● **Parts of the exercise**
(a) From the forum thread below about the woman found behind a bookcase, copy the passage starting at "Am I alone in" and ending at "and contacted authorities.".
(b) According to the forum thread below about the woman found behind a bookcase, which newspaper did Connie Weber speak to?

● **Excerpt provided**

....

# Woman dead 11 days behind bookcase



## Kacey (Nov 26, 2006)

Am I alone in thinking this is really weird?  From the Chicago Tribune:



> Weber, 38, returned home Oct. 28 and greeted her mother, then wasn't seen again. Her family thought she had been kidnapped and contacted authorities.
> 
> On Nov. 9 Weber's sister went into her bedroom and looked behind a bookcase and found the missing woman.
> 
> "I'm sleeping in the same house as her for 11 days, looking for her," her mother, Connie Weber, told the St. Petersburg Times. "And she's right in the bedroom."


----------



## MA-Caver (Nov 26, 2006)

That* is* weird... considering a body starts to stink very soon after death. 11 days you'd think the smell would be so bad that it's well, pretty obvious. Very weird indeed.


----------



## Jade Tigress (Nov 26, 2006)

MA-Caver said:


> That* is* weird... considering a body starts to stink very soon after death. 11 days you'd think the smell would be so bad that it's well, pretty obvious. Very weird indeed.



Ewwww. In Florida too. How could they not smell that? Maybe if the door was closed and air conditioning was on? I don't know...very freaky. Sad too.


----------

....

● **Data provided**

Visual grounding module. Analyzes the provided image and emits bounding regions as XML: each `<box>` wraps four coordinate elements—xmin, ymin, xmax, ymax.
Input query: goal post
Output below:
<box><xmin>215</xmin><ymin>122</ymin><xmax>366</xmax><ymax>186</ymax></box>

....

● **Solved tasks**
(a)
Am I alone in thinking this is really weird?  From the Chicago Tribune:



> Weber, 38, returned home Oct. 28 and greeted her mother, then wasn't seen again. Her family thought she had been kidnapped and contacted authorities.

(b) The St. Petersburg Times.